Stored data entries:
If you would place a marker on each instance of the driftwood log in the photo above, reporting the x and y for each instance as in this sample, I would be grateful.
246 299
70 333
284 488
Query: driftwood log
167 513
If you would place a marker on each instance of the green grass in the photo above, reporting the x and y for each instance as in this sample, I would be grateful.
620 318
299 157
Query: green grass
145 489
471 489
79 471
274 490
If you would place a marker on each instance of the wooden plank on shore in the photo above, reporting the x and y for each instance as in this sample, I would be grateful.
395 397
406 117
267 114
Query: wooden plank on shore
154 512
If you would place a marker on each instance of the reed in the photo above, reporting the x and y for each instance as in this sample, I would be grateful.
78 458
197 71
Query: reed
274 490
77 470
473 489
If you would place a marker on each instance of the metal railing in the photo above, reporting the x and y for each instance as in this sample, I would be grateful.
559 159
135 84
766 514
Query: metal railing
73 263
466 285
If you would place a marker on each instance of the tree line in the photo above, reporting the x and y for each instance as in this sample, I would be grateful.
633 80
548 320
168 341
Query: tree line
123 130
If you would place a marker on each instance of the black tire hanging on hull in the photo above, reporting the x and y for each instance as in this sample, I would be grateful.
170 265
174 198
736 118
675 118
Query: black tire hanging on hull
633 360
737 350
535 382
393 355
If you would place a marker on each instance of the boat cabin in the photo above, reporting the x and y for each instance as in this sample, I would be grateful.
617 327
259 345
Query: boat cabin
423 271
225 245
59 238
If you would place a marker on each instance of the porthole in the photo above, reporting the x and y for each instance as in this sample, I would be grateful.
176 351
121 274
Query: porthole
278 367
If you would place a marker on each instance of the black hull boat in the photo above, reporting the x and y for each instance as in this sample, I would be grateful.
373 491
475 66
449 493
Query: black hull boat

__WHAT IS EXPECTED__
Every record must be transcribed exactly, with no line skipped.

__TASK ANSWER__
If you would place a marker on each instance of the driftwood log in the photo above, reporting the x and y for each instance as in this sample, I would be grateful.
246 299
70 333
284 488
Query: driftwood log
167 513
If you would place a marker on each instance of the green grass in the photo above, reporting the x and y for each instance as in this sample, I would be grateful.
620 318
299 157
Query: green grass
145 489
471 489
79 471
274 490
If you would place a marker on each instance of the wooden plank on shore in the photo above, reporting the x and y for each instance as in this sample, I would be grateful.
395 397
406 117
267 114
Query: wooden plank on shore
154 512
If you would place a marker on each instance of the reed in the photo above, reporting the x and y for each instance as in this sample, I would be grateful.
78 458
197 71
Query: reed
274 490
77 470
473 489
If you would place a marker on each instance of the metal railing in the photo above, reporting the x and y for each instance as in this sample, I would be grateful.
559 159
135 84
766 514
Query: metal railing
73 263
466 285
If you would place a marker on each instance of the tree line in the photo above, reporting the x and y for each instance as in this sample, I would be grateful.
633 80
548 320
168 341
Query: tree line
123 130
If you would place a marker on each instance of the black tire hanging on hull in the photo above, reporting the x and y for each instance as in this sample, I would be grateful.
170 265
174 198
736 118
675 118
Query: black tire hanging on hull
633 360
737 350
535 382
393 355
If you would place a marker on each instance of the boat cabin in the photo above, reporting the x and y for each instance as in this sample, I would be grateful.
617 327
259 345
Query: boat cabin
423 271
225 245
59 238
If you would place a marker on each instance of the porthole in the photo above, reporting the x and y for each instance as in this sample, I would be grateful.
176 351
121 274
Query: porthole
278 367
If you would place a marker on each instance of the black hull boat in the photo above, reporting the x and y for each instance as in this sample, I would be grateful.
373 491
475 66
449 493
Query: black hull boat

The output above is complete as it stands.